:: YOUR INSTRUCTIONS ::
Reproduce the passage on tabular files word for word, starting with "A tabular file is" and going on through "delimiter: U+0009 (<TAB>)".

:: PASSAGE ::
--- START ---
Tabular files

IntroductionUp

The output from tabularization is a tabular file. That is a file having the format of a simple table: rows and columns. At the intersection of any row with any column, there is a cell. The specific requirements are described below.

A tabular file is ready for input into serialization, the next step in the workflow of assimilation.

Basic file format

In the instructions below, the term invariant means constant over the set of all rows. If “X” is invariant, then it is the same in every row.

A tabular file must have a format complying with these requirements:

  • Encoding: Unicode
  • Encoding form: UTF-8
  • Row delimiter: U+000A (<LF>)
  • Column delimiter: U+0009 (<TAB>)
  • Column count: invariant

The Unicode encoding and the UTF-8 encoding form are part of the basic PanLex text standards, too. So, a file that has been text-standardized will not need these format elements changed.

The “row delimiter” is also called a “line break”; it’s the character that ends each line in the file.

Since the column count is invariant, columns may be blank, but not missing.

Basic cell format

Each cell must contain a sequence of zero or more items of information. An item is a string of one or more characters, complying with the rules for the cell’s type. Between each pair of adjacent items must be an item delimiter: a string of one or more characters complying with the rules for the cell’s type.

Item delimiters can have types and are governed by a basic rule: Throughout any particular column, all item delimiters of a particular type must match one particular regular expression, and no other cell content may match that regular expression. Item delimiters are generally a single, invariant character.

If a cell may contain items that, in turn, contain two or more segments, then each segment must be a string of one or more characters, and between each pair of adjacent segments in a column must be a segment delimiter: a single character. All the segment delimiters within any particular item must be the same. It can vary from one item to another, but this is usually not useful or necessary.

Column and cell type

Each column has a type. Each cell in the column inherits the column type. There are six permitted column (and, therefore, cell) types. They are:

  • Definition
  • Meaning classification
  • Meaning property
  • Denotation
  • Denotation classification
  • Denotation property

We discuss elsewhere what these types are good for. Here we focus on the rules governing the formats of cells of each type.

Column-type rules

Item content

Denotation

The content is the text of an existing or new expression that is, or is to be created, in an invariant language variety. Each nonblank denotation item must contain 1 segment (the text of the expression). If the expression is to be created, the language variety must be mutable.
--- END ---
:: RECORD EXCERPTS ::
--- START ---
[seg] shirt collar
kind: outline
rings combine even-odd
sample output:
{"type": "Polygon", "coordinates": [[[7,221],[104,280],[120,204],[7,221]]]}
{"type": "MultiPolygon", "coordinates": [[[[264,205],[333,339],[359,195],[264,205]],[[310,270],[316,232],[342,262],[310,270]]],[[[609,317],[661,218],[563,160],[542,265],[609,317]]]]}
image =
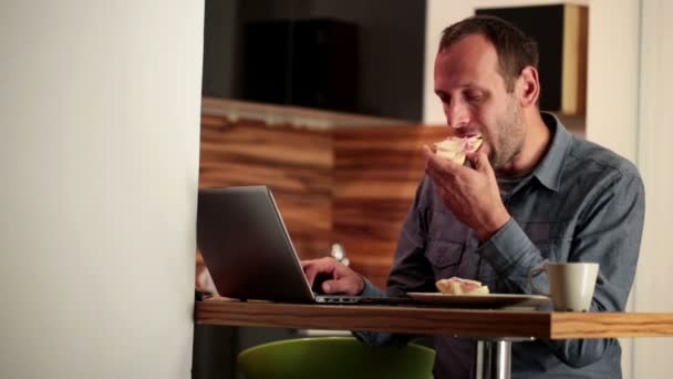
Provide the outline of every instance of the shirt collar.
{"type": "Polygon", "coordinates": [[[548,112],[540,112],[540,114],[553,137],[547,154],[532,171],[532,176],[537,177],[543,186],[556,192],[561,182],[563,158],[572,136],[556,115],[548,112]]]}

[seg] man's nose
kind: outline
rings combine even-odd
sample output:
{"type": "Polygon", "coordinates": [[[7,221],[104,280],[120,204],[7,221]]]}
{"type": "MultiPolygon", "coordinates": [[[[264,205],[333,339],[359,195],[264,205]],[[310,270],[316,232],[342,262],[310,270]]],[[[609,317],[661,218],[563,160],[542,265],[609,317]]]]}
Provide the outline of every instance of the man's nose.
{"type": "Polygon", "coordinates": [[[452,101],[446,109],[446,122],[452,129],[462,129],[469,123],[469,112],[465,104],[452,101]]]}

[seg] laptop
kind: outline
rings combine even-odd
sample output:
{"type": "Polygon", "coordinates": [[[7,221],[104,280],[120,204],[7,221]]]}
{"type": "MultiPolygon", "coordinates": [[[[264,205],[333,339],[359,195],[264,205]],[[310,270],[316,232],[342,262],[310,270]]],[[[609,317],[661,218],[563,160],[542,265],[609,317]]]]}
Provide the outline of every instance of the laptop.
{"type": "Polygon", "coordinates": [[[197,245],[218,294],[225,297],[303,304],[413,301],[315,294],[267,186],[200,188],[197,245]]]}

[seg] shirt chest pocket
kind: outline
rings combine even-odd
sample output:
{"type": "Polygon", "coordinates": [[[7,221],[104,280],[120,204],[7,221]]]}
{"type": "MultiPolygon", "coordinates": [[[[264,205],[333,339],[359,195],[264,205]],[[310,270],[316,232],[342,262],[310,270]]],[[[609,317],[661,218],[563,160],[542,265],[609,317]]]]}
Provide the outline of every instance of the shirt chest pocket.
{"type": "Polygon", "coordinates": [[[465,244],[463,242],[434,239],[431,240],[425,256],[433,267],[435,278],[448,278],[457,272],[464,253],[465,244]]]}

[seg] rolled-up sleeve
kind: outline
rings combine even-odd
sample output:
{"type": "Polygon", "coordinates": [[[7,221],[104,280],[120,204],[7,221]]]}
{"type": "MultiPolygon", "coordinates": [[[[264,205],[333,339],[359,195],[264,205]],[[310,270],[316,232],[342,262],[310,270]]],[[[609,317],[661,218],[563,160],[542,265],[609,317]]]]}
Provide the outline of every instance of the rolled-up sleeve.
{"type": "MultiPolygon", "coordinates": [[[[577,215],[577,226],[568,262],[600,264],[591,311],[623,311],[633,284],[644,221],[644,187],[640,176],[620,173],[588,194],[577,215]]],[[[526,233],[510,219],[478,249],[507,286],[530,294],[528,273],[543,263],[543,255],[526,233]]],[[[545,275],[535,278],[548,289],[545,275]]],[[[598,361],[613,339],[546,341],[551,351],[570,367],[598,361]]]]}

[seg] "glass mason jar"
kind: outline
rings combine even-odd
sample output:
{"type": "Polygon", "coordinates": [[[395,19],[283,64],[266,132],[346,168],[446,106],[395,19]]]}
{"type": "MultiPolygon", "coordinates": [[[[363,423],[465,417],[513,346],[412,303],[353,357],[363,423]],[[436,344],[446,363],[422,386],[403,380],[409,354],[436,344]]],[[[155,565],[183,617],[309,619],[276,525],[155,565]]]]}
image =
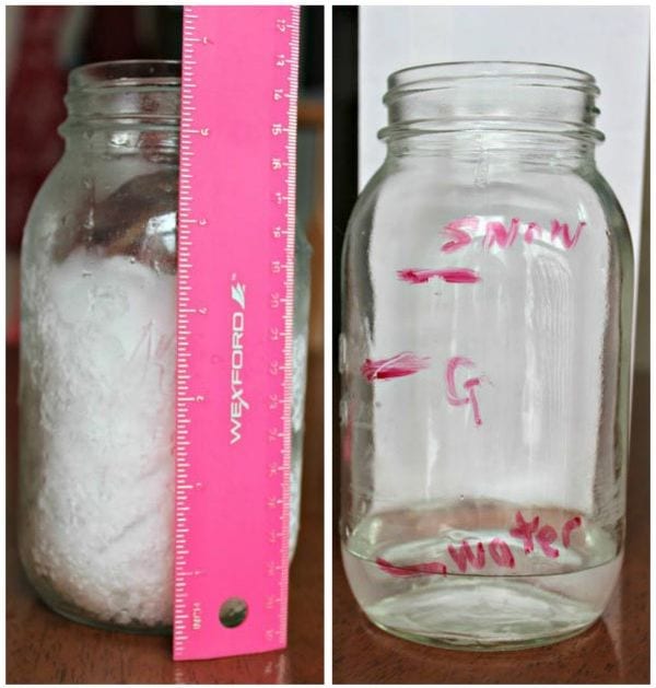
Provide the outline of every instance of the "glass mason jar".
{"type": "Polygon", "coordinates": [[[598,93],[548,65],[389,78],[343,254],[341,537],[397,635],[555,642],[618,578],[633,258],[598,93]]]}
{"type": "MultiPolygon", "coordinates": [[[[172,623],[179,62],[70,74],[66,153],[22,254],[23,567],[60,614],[172,623]]],[[[298,530],[308,260],[296,246],[291,551],[298,530]]]]}

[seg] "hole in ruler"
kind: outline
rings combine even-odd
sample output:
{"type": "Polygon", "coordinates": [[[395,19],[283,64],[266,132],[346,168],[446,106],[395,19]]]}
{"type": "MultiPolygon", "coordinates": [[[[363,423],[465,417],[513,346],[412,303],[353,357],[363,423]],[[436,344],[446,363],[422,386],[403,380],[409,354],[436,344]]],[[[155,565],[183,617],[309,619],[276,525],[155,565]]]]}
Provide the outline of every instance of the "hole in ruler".
{"type": "Polygon", "coordinates": [[[229,597],[219,610],[219,620],[225,628],[241,626],[248,616],[248,605],[241,597],[229,597]]]}

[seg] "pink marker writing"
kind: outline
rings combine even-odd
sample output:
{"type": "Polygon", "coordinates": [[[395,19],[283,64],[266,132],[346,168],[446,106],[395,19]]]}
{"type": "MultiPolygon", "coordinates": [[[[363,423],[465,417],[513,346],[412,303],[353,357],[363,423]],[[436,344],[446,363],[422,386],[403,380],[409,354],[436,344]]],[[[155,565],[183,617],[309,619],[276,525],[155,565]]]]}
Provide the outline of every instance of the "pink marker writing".
{"type": "Polygon", "coordinates": [[[405,270],[397,270],[397,276],[410,284],[424,284],[434,277],[453,284],[475,284],[481,281],[479,273],[469,268],[443,268],[441,270],[406,268],[405,270]]]}
{"type": "Polygon", "coordinates": [[[397,353],[389,359],[366,359],[360,369],[362,375],[370,382],[374,380],[389,380],[390,377],[405,377],[429,368],[429,357],[417,355],[411,351],[397,353]]]}
{"type": "Polygon", "coordinates": [[[462,387],[466,394],[460,396],[456,389],[456,370],[460,366],[475,368],[473,361],[461,355],[455,355],[448,360],[446,364],[446,400],[452,406],[465,406],[471,404],[471,410],[473,412],[473,422],[477,425],[482,425],[481,412],[476,396],[476,387],[481,384],[480,377],[470,377],[467,380],[462,387]]]}

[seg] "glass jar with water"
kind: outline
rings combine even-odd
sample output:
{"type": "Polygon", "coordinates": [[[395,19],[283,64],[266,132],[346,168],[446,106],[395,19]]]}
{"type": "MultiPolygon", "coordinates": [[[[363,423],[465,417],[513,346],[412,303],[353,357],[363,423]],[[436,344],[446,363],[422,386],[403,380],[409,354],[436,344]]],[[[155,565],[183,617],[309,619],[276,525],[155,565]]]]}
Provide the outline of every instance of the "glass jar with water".
{"type": "Polygon", "coordinates": [[[343,255],[342,553],[380,628],[555,642],[622,561],[633,257],[595,79],[396,72],[343,255]]]}

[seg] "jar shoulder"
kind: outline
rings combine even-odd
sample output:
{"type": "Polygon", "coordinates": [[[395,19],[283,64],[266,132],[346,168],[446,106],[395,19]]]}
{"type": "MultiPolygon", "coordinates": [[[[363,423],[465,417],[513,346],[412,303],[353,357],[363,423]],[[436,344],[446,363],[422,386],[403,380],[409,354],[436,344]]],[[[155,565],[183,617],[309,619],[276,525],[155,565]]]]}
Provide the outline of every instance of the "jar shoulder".
{"type": "Polygon", "coordinates": [[[553,221],[584,221],[601,241],[631,246],[619,201],[594,166],[478,170],[449,161],[387,162],[360,195],[347,243],[354,249],[368,244],[372,233],[396,236],[402,231],[407,236],[467,217],[501,222],[516,218],[547,229],[553,221]]]}

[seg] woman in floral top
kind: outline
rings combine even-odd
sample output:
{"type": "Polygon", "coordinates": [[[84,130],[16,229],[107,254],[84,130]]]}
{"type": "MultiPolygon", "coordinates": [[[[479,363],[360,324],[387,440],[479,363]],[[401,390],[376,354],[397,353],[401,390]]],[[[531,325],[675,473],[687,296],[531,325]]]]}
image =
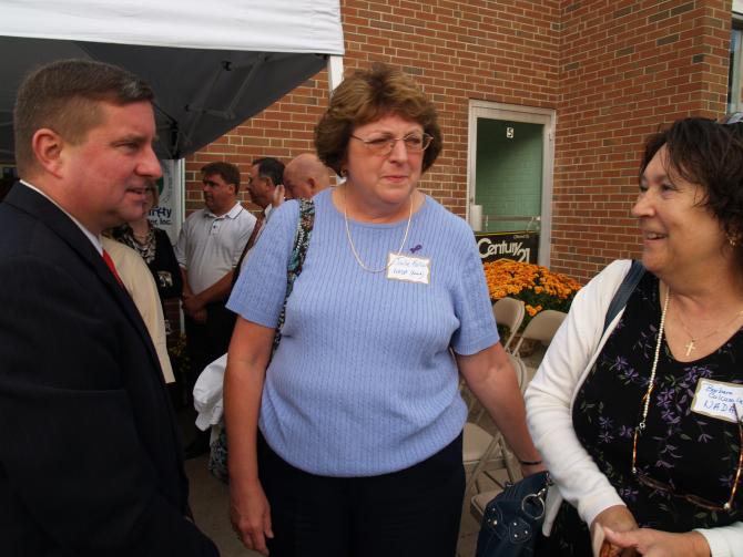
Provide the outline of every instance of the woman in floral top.
{"type": "Polygon", "coordinates": [[[608,327],[629,261],[587,285],[529,386],[543,555],[590,556],[589,530],[608,555],[743,555],[742,138],[686,118],[648,140],[647,272],[608,327]]]}

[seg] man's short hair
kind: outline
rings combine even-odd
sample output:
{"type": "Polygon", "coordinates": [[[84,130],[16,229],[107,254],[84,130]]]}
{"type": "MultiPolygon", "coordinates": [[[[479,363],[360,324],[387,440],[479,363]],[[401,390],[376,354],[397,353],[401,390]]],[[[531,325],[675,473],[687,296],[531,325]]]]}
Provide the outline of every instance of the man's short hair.
{"type": "Polygon", "coordinates": [[[94,60],[59,60],[26,76],[16,96],[13,134],[19,174],[37,162],[33,134],[48,127],[80,144],[101,123],[99,103],[123,106],[154,99],[152,87],[133,73],[94,60]]]}
{"type": "Polygon", "coordinates": [[[272,156],[256,158],[251,166],[258,167],[258,176],[262,178],[271,178],[274,186],[284,183],[284,163],[272,156]]]}
{"type": "Polygon", "coordinates": [[[232,163],[215,161],[202,166],[201,173],[204,176],[217,174],[226,184],[235,186],[235,194],[240,190],[240,168],[232,163]]]}

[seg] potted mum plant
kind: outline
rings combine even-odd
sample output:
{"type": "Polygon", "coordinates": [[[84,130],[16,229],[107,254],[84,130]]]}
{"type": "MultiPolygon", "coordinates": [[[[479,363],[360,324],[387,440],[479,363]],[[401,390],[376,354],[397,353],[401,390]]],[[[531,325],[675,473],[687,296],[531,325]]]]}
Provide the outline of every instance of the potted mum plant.
{"type": "Polygon", "coordinates": [[[521,330],[537,313],[546,309],[567,313],[576,292],[581,287],[577,280],[567,275],[512,259],[486,262],[484,270],[490,300],[493,303],[505,296],[523,301],[526,316],[521,330]]]}

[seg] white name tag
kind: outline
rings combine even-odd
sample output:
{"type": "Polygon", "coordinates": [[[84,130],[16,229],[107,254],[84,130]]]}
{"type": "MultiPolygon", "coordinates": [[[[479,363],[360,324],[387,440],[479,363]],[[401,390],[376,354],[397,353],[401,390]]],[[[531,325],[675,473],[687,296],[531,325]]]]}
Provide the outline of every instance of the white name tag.
{"type": "Polygon", "coordinates": [[[696,383],[692,412],[735,422],[734,405],[739,417],[743,417],[743,385],[711,379],[700,379],[696,383]]]}
{"type": "Polygon", "coordinates": [[[387,278],[428,285],[431,260],[427,257],[409,257],[399,254],[387,256],[387,278]]]}

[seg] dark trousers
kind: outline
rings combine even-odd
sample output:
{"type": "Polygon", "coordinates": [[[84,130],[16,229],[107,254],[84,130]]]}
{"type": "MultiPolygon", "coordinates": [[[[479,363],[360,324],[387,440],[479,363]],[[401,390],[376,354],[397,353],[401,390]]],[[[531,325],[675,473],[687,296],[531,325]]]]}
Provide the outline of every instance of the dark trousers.
{"type": "Polygon", "coordinates": [[[465,494],[461,435],[409,468],[372,477],[297,470],[258,442],[272,557],[454,557],[465,494]]]}
{"type": "Polygon", "coordinates": [[[206,306],[206,322],[197,323],[185,316],[186,350],[189,352],[189,401],[204,368],[227,351],[236,316],[224,307],[225,301],[206,306]]]}

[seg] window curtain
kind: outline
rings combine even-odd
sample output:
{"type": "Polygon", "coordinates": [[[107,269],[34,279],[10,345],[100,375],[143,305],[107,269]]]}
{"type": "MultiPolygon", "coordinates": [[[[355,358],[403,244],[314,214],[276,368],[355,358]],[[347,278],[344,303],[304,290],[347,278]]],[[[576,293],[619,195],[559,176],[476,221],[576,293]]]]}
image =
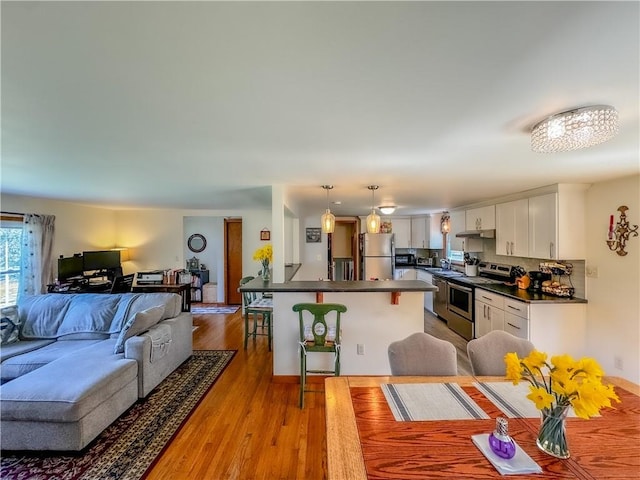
--- END ---
:: RESPONSE TO THIS EXERCISE ::
A tabular file is ready for input into serialization, the next step in the workflow of assimilation.

Basic file format

In the instructions below, the term invariant means constant over the set of all rows. If “X” is invariant, then it is the same in every row.

A tabular file must have a format complying with these requirements:

  • Encoding: Unicode
  • Encoding form: UTF-8
  • Row delimiter: U+000A (<LF>)
  • Column delimiter: U+0009 (<TAB>)